(Dataset entries)
-----

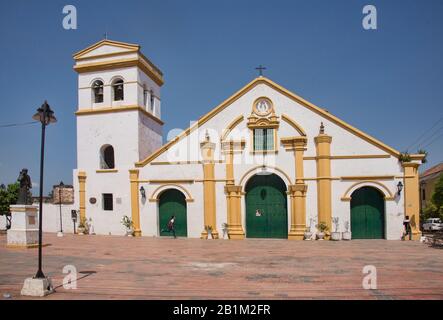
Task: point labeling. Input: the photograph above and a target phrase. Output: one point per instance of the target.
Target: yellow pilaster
(233, 196)
(298, 211)
(323, 147)
(135, 210)
(82, 194)
(412, 197)
(297, 192)
(233, 192)
(209, 198)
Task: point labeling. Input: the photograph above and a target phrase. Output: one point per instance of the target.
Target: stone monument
(24, 218)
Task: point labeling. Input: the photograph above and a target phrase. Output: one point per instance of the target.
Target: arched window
(97, 91)
(107, 157)
(117, 88)
(151, 103)
(145, 96)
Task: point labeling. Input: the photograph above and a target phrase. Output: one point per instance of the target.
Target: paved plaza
(111, 267)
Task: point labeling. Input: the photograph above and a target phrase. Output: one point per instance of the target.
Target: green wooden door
(173, 203)
(367, 214)
(266, 208)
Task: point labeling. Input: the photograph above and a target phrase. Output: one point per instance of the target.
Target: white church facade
(265, 163)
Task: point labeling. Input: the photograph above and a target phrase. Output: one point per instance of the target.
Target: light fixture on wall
(143, 192)
(399, 187)
(263, 170)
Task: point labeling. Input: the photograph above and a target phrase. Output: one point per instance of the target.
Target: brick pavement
(112, 267)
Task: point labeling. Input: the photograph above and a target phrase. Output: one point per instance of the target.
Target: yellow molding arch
(231, 126)
(381, 187)
(294, 124)
(248, 174)
(155, 195)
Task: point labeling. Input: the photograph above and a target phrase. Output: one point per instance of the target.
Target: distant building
(428, 180)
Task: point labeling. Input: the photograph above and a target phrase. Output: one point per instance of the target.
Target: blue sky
(388, 82)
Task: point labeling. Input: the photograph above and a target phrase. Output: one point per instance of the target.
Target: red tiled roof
(435, 169)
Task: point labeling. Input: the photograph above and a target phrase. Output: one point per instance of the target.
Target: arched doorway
(173, 203)
(266, 207)
(367, 214)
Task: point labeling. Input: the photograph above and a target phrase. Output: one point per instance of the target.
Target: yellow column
(323, 146)
(233, 192)
(135, 211)
(298, 211)
(208, 148)
(412, 197)
(235, 229)
(82, 194)
(297, 192)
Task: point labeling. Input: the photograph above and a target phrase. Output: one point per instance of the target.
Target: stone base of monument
(24, 227)
(37, 287)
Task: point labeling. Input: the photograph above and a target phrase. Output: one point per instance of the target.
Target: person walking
(170, 227)
(407, 228)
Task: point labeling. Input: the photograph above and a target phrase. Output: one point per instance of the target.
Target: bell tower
(119, 104)
(118, 124)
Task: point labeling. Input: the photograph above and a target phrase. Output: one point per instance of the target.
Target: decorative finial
(260, 69)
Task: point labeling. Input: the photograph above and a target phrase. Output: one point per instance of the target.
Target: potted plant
(308, 233)
(347, 234)
(322, 227)
(225, 228)
(129, 225)
(81, 228)
(336, 235)
(209, 231)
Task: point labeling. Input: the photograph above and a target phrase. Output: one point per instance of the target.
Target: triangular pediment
(262, 80)
(106, 48)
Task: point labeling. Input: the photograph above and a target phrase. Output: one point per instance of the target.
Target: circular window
(263, 106)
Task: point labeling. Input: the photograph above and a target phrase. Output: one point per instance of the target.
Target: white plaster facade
(135, 136)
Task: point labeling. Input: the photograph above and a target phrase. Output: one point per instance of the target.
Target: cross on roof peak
(260, 69)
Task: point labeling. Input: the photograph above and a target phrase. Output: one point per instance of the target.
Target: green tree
(8, 196)
(437, 196)
(435, 208)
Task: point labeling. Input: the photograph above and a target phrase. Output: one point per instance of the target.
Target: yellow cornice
(410, 164)
(231, 126)
(145, 65)
(230, 146)
(107, 55)
(367, 178)
(83, 112)
(293, 143)
(417, 156)
(106, 171)
(248, 87)
(354, 156)
(132, 47)
(154, 181)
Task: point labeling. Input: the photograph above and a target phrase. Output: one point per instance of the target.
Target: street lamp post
(46, 116)
(60, 187)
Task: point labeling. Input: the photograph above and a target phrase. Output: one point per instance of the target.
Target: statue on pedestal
(24, 195)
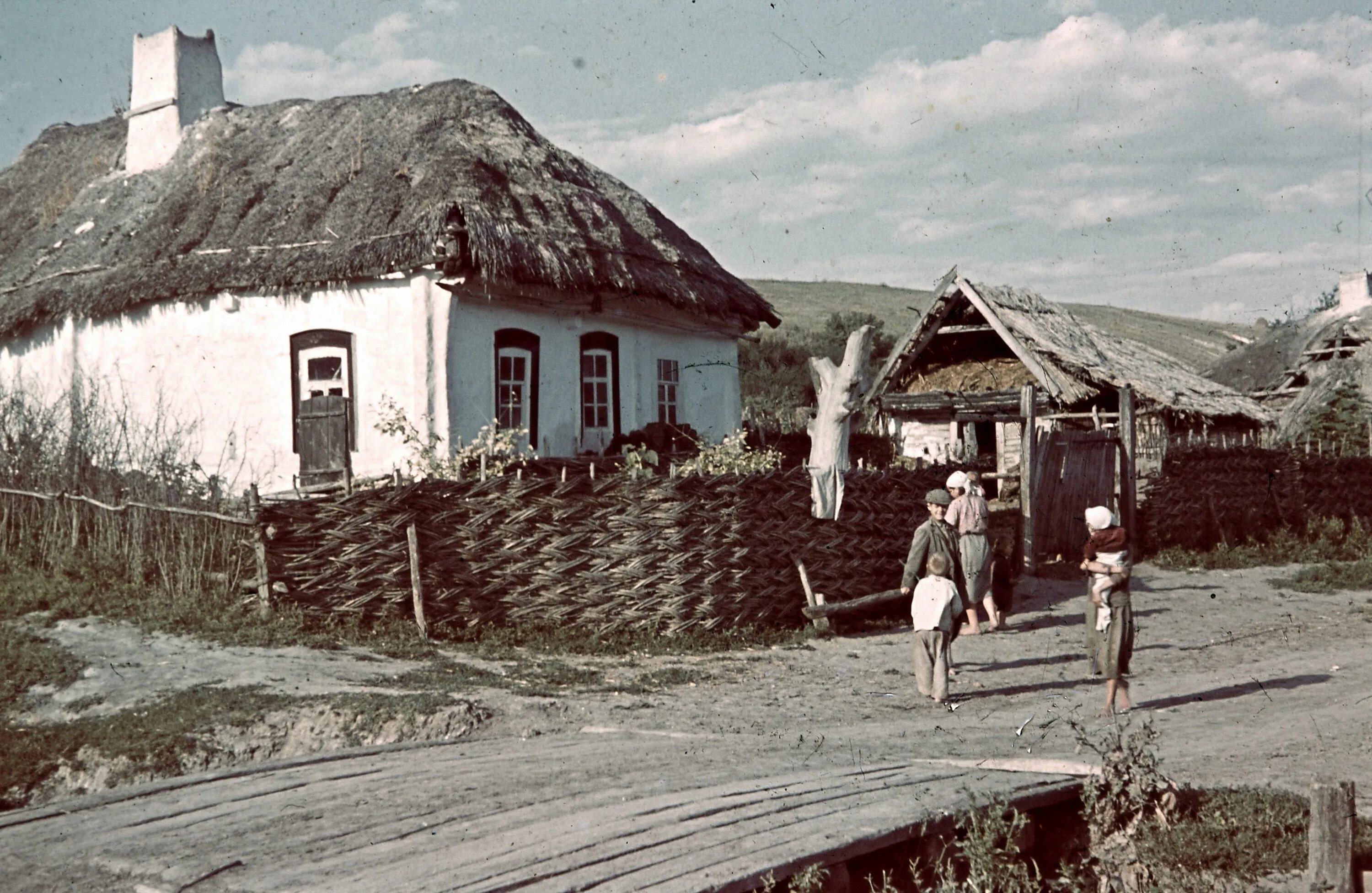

-----

## INSTRUCTIONS FOR THE TASK
With the images excluded, output every record verbatim.

## TASK RESPONSE
Task: point labeling. Input: the photograph above and a target phrase. Output: one point per instance of the target.
Target: yellow pilaster
(233, 196)
(298, 211)
(323, 147)
(135, 210)
(82, 194)
(412, 197)
(297, 192)
(233, 192)
(209, 198)
Task: point labeling. Input: the photograph above and a target phrase. Output: one point per instance of the target.
Target: stone monument
(24, 218)
Task: point labeling. Input: the photograph above and a target phrase. Output: one point per instance of the target.
Target: arched window
(97, 91)
(107, 157)
(117, 88)
(151, 103)
(145, 96)
Task: point labeling. Input: the photograph above and a target phrase. Output: one point per instance of the target.
Target: paved plaza
(111, 267)
Task: point labeling. Input: the photograph above and a target phrase. Output: one point per instance of the target.
Target: green wooden door
(173, 203)
(367, 214)
(266, 208)
Task: point labeling. Input: the photograph above and a target phrase. Output: one point per instance of the target.
Target: white church facade
(265, 163)
Task: point labeling. Input: the photograph above and a target phrase. Output: one point per instance of the target.
Target: light fixture on wall
(143, 192)
(399, 187)
(263, 170)
Task: point labeling. Input: the photograph above and a target phrase. Output: one point per instance of the target.
Target: brick pavement
(112, 267)
Task: point labeling. Input: the photograph above and a target phrase. Output: one point per instance of the target.
Target: yellow molding arch
(231, 126)
(381, 187)
(294, 124)
(248, 174)
(155, 195)
Task: point labeling. Input: the photograph above and a target phrase. Output: one point per instance of the target.
Target: distant building
(428, 180)
Task: point labeling. Input: the photograph above and a target phrase. Output: one point per instance of the target.
Target: blue sky
(388, 82)
Task: point labeling. Input: the photograph above and a target phrase. Output: one point per instance of the target.
Target: red tiled roof
(435, 169)
Task: point labeling. Input: the photograph above and a target phrase. Output: one point per instance of the target.
Target: arched doorway
(173, 203)
(266, 207)
(367, 214)
Task: point labeling. Input: the photograph above and a target phrase. Output: one point per instance of the target.
Target: yellow column
(323, 146)
(233, 192)
(135, 211)
(298, 211)
(208, 148)
(412, 197)
(235, 229)
(82, 194)
(297, 192)
Task: point labeling. Input: the photograph above and a target phrase. Output: one point per instance of the target.
Target: stone base of monument
(24, 227)
(37, 287)
Task: point labeling. Input: the photograph above and a target phrase. Output: one point per instance of the target.
Target: person walking
(170, 227)
(407, 228)
Task: point labeling. Input: the photograph above and a target phrase. Output: one point per instance of the target.
Target: bell tower
(119, 104)
(118, 124)
Task: point labeling. Input: the photograph above and a target phrase. Output: one point per instance of the target.
Target: decorative finial
(260, 69)
Task: point labeling. Input: the photograph above and a target phrase. Output: one point per instance of the target.
Target: potted plant
(308, 233)
(347, 234)
(322, 227)
(225, 228)
(129, 225)
(81, 228)
(336, 235)
(209, 231)
Task: point labeling. Input: the photograph above and a target phrase. Output: one point per instance of the target.
Target: triangular pediment
(262, 80)
(106, 48)
Task: point labeling. Input: the photograph above and a target phrase. Output: one point per instance of the target.
Target: circular window
(263, 106)
Task: point labeling. Input: the photograph above and a target phrase. Output: one point per instance of the target.
Target: white plaster facade
(135, 136)
Task: point labeling. Input: the photograph above and a target phrase. Output: one point per instance of the target.
Target: cross on roof peak
(260, 69)
Task: point labeling. Input: the photograph above and a target phrase. Output: one point per instance of the target.
Target: green tree
(8, 196)
(437, 196)
(435, 208)
Task: point labeling. Input: the photograph above and a target phrase. Output: one point per instance of the target.
Target: yellow cornice
(410, 164)
(231, 126)
(145, 65)
(230, 146)
(107, 55)
(367, 178)
(83, 112)
(293, 143)
(417, 156)
(106, 171)
(248, 87)
(354, 156)
(132, 47)
(154, 181)
Task: point labeling. Input: the photograph above and a target phrase. Output: one point per instance of the target.
Target: street lamp post
(46, 116)
(60, 187)
Task: point labeling. Input: the photograph above and a target phrase. Output: one point per instance of the target.
Target: statue on pedestal
(24, 195)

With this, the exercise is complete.